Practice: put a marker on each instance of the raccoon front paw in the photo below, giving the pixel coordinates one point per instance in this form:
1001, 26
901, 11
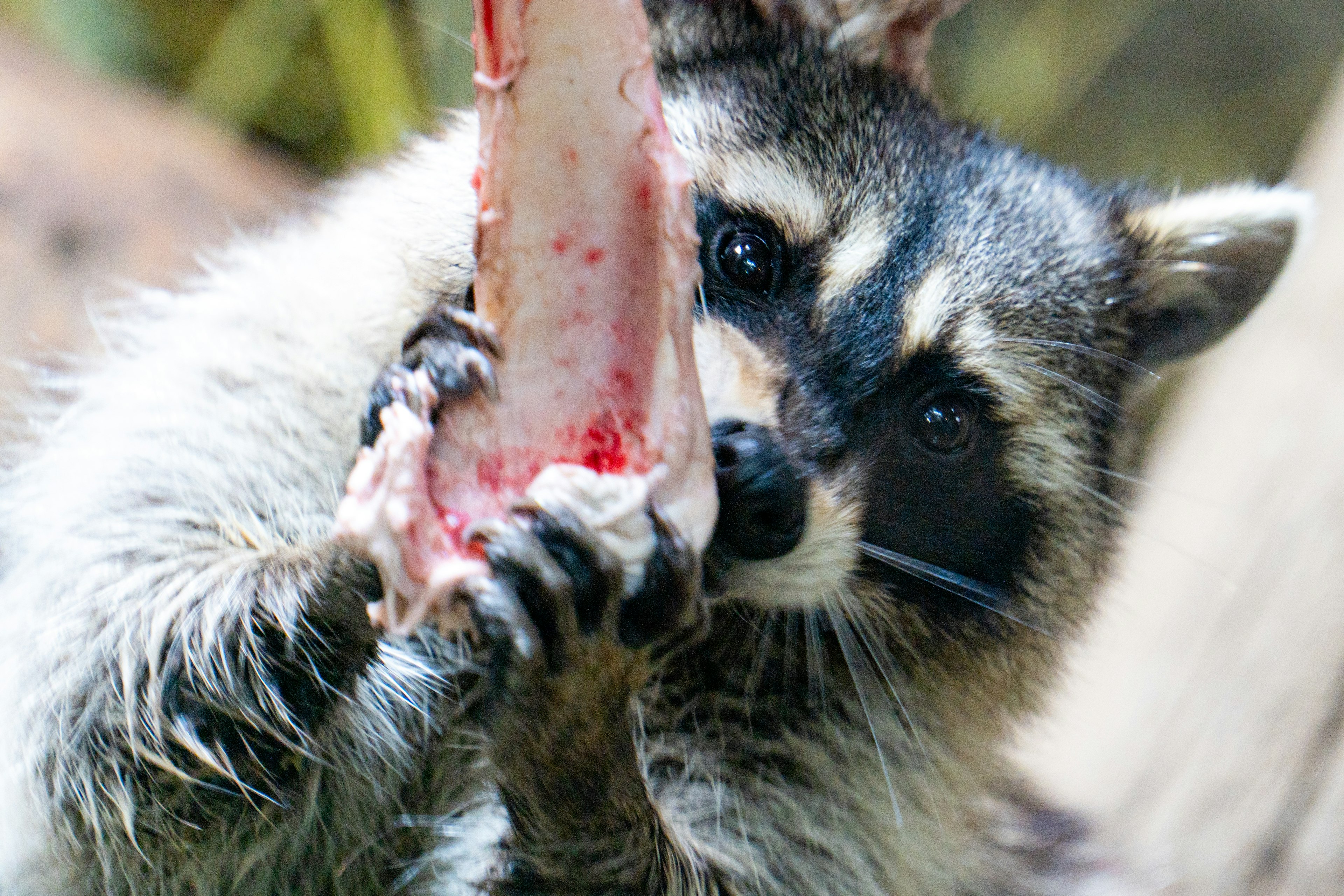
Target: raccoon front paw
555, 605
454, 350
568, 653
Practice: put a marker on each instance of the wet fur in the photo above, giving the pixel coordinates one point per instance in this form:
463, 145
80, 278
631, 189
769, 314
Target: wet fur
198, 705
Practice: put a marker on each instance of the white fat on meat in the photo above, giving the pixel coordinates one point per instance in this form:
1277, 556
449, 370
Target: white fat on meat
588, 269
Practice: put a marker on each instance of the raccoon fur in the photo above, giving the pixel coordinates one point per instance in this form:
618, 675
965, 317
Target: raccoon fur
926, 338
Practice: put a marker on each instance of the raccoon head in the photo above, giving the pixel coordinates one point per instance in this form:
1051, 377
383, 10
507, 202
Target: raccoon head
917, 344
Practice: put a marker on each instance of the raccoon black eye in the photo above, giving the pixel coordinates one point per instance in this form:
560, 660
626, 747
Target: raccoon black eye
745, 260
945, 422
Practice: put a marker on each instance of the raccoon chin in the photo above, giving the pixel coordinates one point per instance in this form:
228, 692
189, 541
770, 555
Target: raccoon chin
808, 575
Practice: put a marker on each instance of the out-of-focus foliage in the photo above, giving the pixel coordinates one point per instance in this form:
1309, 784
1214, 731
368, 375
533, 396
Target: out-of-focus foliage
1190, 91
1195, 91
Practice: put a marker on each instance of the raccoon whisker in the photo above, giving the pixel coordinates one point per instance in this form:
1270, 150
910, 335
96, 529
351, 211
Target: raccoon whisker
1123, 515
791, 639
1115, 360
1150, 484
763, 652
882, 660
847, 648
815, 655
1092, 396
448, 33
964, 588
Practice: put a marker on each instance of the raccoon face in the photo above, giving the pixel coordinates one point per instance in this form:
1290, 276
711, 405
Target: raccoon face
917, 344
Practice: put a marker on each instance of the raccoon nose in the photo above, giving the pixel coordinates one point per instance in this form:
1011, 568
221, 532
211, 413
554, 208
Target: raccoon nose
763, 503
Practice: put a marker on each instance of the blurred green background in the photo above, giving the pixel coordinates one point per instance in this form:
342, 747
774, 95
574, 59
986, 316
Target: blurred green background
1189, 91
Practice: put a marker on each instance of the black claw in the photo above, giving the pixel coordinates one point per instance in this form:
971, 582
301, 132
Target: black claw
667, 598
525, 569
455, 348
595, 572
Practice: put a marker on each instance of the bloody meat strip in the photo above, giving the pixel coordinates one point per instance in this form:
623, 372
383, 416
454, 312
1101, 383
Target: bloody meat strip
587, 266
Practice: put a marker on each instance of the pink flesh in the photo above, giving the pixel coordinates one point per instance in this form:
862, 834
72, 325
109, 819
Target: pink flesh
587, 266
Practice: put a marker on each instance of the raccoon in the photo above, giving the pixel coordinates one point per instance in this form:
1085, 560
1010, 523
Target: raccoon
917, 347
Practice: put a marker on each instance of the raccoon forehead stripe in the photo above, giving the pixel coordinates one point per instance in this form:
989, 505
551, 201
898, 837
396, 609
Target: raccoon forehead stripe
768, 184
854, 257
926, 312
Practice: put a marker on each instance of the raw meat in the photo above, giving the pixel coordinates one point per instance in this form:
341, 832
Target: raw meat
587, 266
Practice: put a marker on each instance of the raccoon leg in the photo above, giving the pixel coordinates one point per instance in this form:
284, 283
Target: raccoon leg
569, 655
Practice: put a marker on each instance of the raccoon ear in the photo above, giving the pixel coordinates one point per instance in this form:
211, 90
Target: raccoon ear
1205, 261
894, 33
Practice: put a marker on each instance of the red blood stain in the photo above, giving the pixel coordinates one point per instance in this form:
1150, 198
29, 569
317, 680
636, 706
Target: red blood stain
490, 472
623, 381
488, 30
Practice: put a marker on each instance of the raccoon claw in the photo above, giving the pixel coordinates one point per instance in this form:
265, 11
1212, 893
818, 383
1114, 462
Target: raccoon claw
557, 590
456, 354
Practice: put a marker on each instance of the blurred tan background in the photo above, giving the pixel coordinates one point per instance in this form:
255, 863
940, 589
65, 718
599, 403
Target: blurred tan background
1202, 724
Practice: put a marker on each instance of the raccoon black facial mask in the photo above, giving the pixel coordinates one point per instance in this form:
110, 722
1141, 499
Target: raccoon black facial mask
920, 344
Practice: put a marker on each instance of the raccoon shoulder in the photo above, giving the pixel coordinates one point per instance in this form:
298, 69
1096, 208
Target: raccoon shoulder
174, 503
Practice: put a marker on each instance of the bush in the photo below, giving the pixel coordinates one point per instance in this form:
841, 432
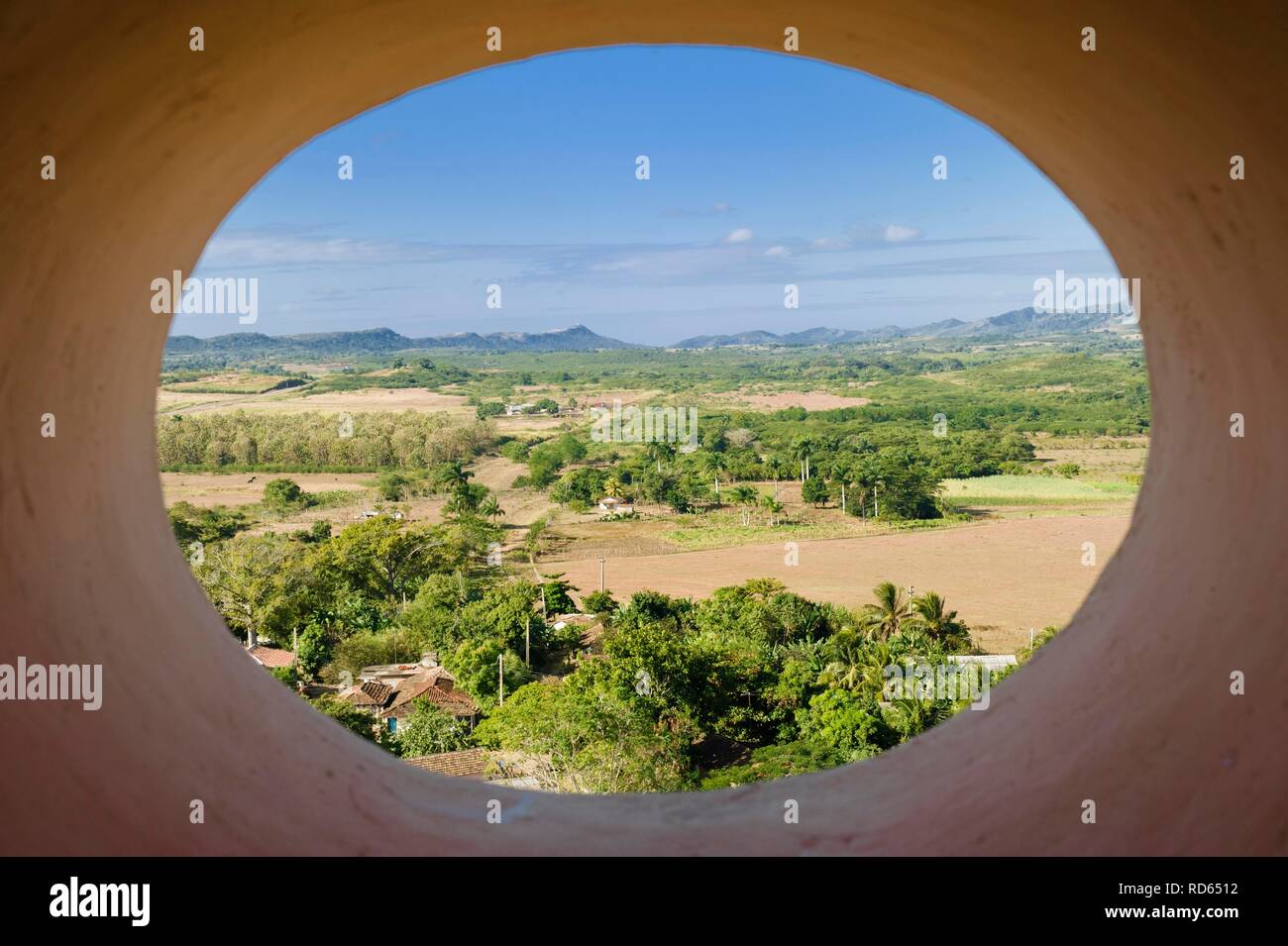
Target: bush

SET EXERCISE
Omit the pictures and write out the lines above from the one with "Practice: put a marker on each instance of the raccoon in" through the last, unchanged.

SOLUTION TO THE PROBLEM
Practice: put a marker on each instance of the raccoon in the photo above, giving the pixel coordinates one point per instance in this form:
1085, 560
1010, 523
Target: raccoon
917, 347
Practice: put a marker on each instance of the raccoon forehead stripe in the photo above, giving the pixel coordinates one point per instance in this form:
989, 505
551, 201
898, 837
396, 609
Target: raccoon forehead stripe
768, 184
854, 257
926, 312
Practice: put a marker on each instance of the raw meat in the photo above, giving the pixel coordinates one point per instance in this form:
341, 832
Target: raw meat
587, 266
Practice: put a marker on each instance of the raccoon leg in the photo above, giving the pixel coordinates one point per instance in this form:
284, 283
Target: raccoon leg
569, 655
Practice: put a marker on each instance of the raccoon ear in the photo above, giving the pixel coordinates one point per instance in this form:
211, 90
Target: raccoon ear
1205, 261
894, 33
Practice: put a marker on each instance of the red blood stain in the photo above, giving the pixel coordinates one point per instance in this form:
1150, 198
29, 569
317, 680
636, 706
Target: red blood stain
490, 472
623, 381
488, 30
Practice: put a marker on each instance of the raccoon claw in the photo above, giving the pixel coordinates one point per instance in this form:
265, 11
1212, 893
818, 383
1114, 462
Target: raccoon claw
557, 590
456, 354
Practice: put a marker on each instance of the blurred tan background in the photo above, giving the pixel coordinates one point per instance in this form:
255, 863
940, 589
65, 718
599, 403
Target: blurred tan background
1202, 724
Practice: put a marker on each instance of the raccoon black facial mask in the photo above, giving the pixel coordinates one point per instance in this form:
110, 722
1141, 499
Target: raccoon black facial mask
920, 344
Practice: put a marker on each instance of the raccoon shoulder in the photo above, giving the pixel coordinates one point per instance in this form:
298, 69
1096, 208
Target: raccoon shoulder
174, 503
Practice: put a marker on each instance of the bush in the photo below, giving the pixel coordinates one point per instance in this form:
841, 432
Target: bush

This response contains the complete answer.